START Material provided

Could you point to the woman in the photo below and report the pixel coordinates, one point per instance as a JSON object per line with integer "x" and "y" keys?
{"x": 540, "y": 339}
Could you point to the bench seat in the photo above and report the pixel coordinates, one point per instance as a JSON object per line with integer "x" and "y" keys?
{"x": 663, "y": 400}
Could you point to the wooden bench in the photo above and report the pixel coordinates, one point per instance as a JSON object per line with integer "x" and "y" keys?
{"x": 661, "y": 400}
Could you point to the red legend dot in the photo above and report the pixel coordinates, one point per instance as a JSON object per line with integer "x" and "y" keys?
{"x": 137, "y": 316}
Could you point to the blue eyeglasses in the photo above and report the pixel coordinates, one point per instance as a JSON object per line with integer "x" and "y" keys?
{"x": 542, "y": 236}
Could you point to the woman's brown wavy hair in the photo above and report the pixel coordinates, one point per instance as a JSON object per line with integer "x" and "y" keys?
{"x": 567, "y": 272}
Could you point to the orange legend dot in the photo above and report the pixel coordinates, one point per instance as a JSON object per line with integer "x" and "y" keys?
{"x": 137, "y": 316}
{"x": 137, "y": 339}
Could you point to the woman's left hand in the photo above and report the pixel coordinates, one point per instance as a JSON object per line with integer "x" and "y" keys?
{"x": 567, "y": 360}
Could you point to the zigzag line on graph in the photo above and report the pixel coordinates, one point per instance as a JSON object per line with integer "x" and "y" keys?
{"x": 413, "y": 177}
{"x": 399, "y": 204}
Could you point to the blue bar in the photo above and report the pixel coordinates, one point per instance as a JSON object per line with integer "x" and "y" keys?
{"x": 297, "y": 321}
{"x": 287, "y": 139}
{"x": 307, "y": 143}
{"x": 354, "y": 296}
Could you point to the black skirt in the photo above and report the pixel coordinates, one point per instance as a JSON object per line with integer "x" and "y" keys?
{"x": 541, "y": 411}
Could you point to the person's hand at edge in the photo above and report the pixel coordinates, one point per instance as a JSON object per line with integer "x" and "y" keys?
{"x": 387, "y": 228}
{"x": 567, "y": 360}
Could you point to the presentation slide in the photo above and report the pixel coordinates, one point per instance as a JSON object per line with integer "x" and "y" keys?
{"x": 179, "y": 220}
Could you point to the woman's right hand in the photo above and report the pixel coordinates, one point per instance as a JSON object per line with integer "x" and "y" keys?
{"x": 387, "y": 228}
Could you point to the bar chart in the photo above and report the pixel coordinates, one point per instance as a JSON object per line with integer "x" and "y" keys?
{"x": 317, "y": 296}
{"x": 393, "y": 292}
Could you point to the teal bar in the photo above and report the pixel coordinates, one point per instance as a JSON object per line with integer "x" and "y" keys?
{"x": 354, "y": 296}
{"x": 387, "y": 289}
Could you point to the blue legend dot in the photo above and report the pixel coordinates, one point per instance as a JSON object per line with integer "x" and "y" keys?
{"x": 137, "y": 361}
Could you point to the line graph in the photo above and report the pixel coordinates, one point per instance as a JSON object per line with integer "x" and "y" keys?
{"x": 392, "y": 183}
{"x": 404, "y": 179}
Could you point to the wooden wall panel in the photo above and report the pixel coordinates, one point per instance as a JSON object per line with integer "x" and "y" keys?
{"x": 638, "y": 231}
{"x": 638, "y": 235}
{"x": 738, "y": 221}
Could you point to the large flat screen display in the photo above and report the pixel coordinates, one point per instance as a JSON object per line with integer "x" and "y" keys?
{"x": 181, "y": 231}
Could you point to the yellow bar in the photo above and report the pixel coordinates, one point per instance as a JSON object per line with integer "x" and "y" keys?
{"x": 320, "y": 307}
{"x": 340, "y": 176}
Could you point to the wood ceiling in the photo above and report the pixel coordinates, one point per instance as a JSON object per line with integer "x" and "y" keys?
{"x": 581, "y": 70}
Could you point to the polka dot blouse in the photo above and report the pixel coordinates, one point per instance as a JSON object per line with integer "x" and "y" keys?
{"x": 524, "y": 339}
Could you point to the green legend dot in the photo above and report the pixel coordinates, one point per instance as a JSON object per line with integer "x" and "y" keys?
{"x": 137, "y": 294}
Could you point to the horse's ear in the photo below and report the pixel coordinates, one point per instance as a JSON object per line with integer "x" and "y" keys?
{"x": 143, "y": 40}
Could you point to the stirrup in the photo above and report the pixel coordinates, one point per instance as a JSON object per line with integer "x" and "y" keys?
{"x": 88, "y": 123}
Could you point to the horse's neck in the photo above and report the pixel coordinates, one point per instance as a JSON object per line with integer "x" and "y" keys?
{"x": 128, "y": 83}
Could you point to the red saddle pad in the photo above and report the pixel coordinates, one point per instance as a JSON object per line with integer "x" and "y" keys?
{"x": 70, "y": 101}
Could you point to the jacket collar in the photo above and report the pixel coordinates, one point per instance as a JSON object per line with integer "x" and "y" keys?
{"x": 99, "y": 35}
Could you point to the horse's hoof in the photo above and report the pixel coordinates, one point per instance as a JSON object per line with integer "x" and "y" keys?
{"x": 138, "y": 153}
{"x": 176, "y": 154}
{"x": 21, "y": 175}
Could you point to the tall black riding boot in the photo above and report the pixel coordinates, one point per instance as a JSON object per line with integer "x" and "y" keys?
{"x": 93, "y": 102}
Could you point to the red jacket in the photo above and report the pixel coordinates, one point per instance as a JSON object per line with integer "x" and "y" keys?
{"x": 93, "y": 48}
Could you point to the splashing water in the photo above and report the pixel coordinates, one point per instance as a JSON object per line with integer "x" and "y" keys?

END Material provided

## What you have to do
Restate the data above word for word, omitting nothing.

## Answer space
Could you point to the woman in the photo below and report the pixel coordinates, one point per instance as a JSON object per line with integer "x" and "y" keys?
{"x": 540, "y": 339}
Could you point to the bench seat in the photo above and report the pixel coordinates, one point per instance as a JSON object per line with integer "x" and "y" keys?
{"x": 663, "y": 400}
Could you point to the wooden bench in the photo above and report the pixel coordinates, one point per instance as a JSON object per line with integer "x" and "y" keys?
{"x": 661, "y": 400}
Could you point to the red legend dot in the photo above and report the pixel coordinates, one point per instance as a JSON object per line with integer "x" and "y" keys?
{"x": 137, "y": 316}
Could you point to the blue eyeglasses in the photo above and report the pixel coordinates, one point per instance as a JSON object per line with integer "x" and "y" keys?
{"x": 542, "y": 236}
Could you point to the woman's brown wavy hair in the photo above and report the pixel coordinates, one point per instance as a JSON object per line with integer "x" and "y" keys?
{"x": 567, "y": 272}
Could you point to the orange legend dot in the photo above and report the pixel coordinates, one point per instance as a JSON object per line with integer "x" and "y" keys?
{"x": 137, "y": 316}
{"x": 137, "y": 339}
Could you point to the woman's left hand in the photo above and report the pixel coordinates, one point per instance as a JSON object per line with integer "x" and "y" keys?
{"x": 567, "y": 360}
Could you point to the zigzag line on graph in the photo above and report the pixel coordinates, one point per instance as a JSON object per line with integer "x" and "y" keys?
{"x": 413, "y": 177}
{"x": 399, "y": 204}
Could you point to the blue bar in the photo above and report the pixel coordinates, one point per instance as a JSON object per line with integer "x" and "y" keys?
{"x": 297, "y": 321}
{"x": 287, "y": 139}
{"x": 307, "y": 143}
{"x": 354, "y": 296}
Could you point to the black skirt in the photo above and report the pixel coordinates, one point per instance as a JSON object per line with integer "x" and "y" keys?
{"x": 541, "y": 411}
Could you point to the person's hand at edge in the photo above and report the pixel coordinates, one point per instance as a JSON object per line with integer "x" and "y" keys?
{"x": 387, "y": 228}
{"x": 567, "y": 360}
Could you point to the presentation slide in the photo above and report the pixel coordinates, one point per instance as a JSON object per line with integer "x" and "y" keys?
{"x": 179, "y": 220}
Could you point to the woman's right hand in the photo above and report the pixel coordinates, one point per instance as a JSON object per line with integer "x" and "y" keys?
{"x": 387, "y": 228}
Could you point to the bar chart in the photo above and report the pixel coordinates, one point per instance as a JSON object per line with integer "x" and "y" keys?
{"x": 317, "y": 296}
{"x": 393, "y": 292}
Could you point to the teal bar in the photo above and report the pixel coordinates, one point per instance as a JSON object per line with integer "x" and "y" keys?
{"x": 354, "y": 296}
{"x": 387, "y": 289}
Could you point to the blue legend dot in the photo above and report the pixel coordinates, one point per instance as a JSON object per line with integer "x" and "y" keys?
{"x": 137, "y": 361}
Could you point to the line graph in the photo above and report the pixel coordinates, one point per instance as a JSON object per line with integer "x" and "y" keys?
{"x": 392, "y": 183}
{"x": 404, "y": 179}
Could you point to the wooden wall panel in the photo above and report the pixel coordinates, one point per instance as a JSON object per line with integer "x" and "y" keys?
{"x": 638, "y": 231}
{"x": 638, "y": 235}
{"x": 738, "y": 221}
Could you point to the large flat screen display in the photo above and report the pixel coordinates, one point per instance as a JSON object per line with integer "x" and "y" keys?
{"x": 181, "y": 231}
Could you point to the yellow bar in the photo above and report the pixel coordinates, one point per instance as a JSON object per line with integer "x" and "y" keys?
{"x": 320, "y": 307}
{"x": 340, "y": 176}
Could you point to the wood ceiling in the photo above and report the pixel coordinates, one point per instance as a JSON object per line with integer "x" and "y" keys?
{"x": 581, "y": 70}
Could you point to the polka dot blouse in the photo above and report the pixel coordinates, one point per instance as a JSON object per line with integer "x" and "y" keys?
{"x": 524, "y": 339}
Could you point to the green legend dot in the photo above and report the pixel coordinates, one point per instance as a JSON object per line with integer "x" and "y" keys?
{"x": 137, "y": 294}
Could you point to the horse's ear in the photo below and report the pixel coordinates, one point per instance as a JSON object per line with integer "x" and "y" keys?
{"x": 143, "y": 40}
Could you point to the stirrup in the photo above and report the pixel coordinates, one point per instance as a JSON object per line with integer "x" and "y" keys?
{"x": 88, "y": 123}
Could you point to the horse's neck in the photo above and report the pixel coordinates, one point per instance as a JSON object per line with integer "x" and "y" keys?
{"x": 128, "y": 83}
Could you point to the red saddle pad in the photo above and report the pixel coordinates, one point per instance as a JSON object per line with integer "x" and "y" keys?
{"x": 70, "y": 101}
Could you point to the jacket collar in the photo above and report the pixel coordinates, one point per instance as a JSON object per line with integer "x" and "y" keys?
{"x": 99, "y": 35}
Could you point to the horse's hoof in the photo above and report the pixel coordinates, one point per instance as a JSON object per line with integer "x" and "y" keys?
{"x": 138, "y": 153}
{"x": 176, "y": 154}
{"x": 21, "y": 175}
Could you point to the tall black riding boot in the photo above and report the pixel coordinates, one point per instance as a JSON object per line with integer "x" and "y" keys?
{"x": 93, "y": 102}
Could you point to the red jacket in the photo above and report the pixel coordinates, one point per instance as a JSON object per line with integer "x" and "y" keys?
{"x": 93, "y": 48}
Could you point to the splashing water in the photo above and report the pixel coordinates, one point per instance as a JSON object per line with integer "x" and "y" keys?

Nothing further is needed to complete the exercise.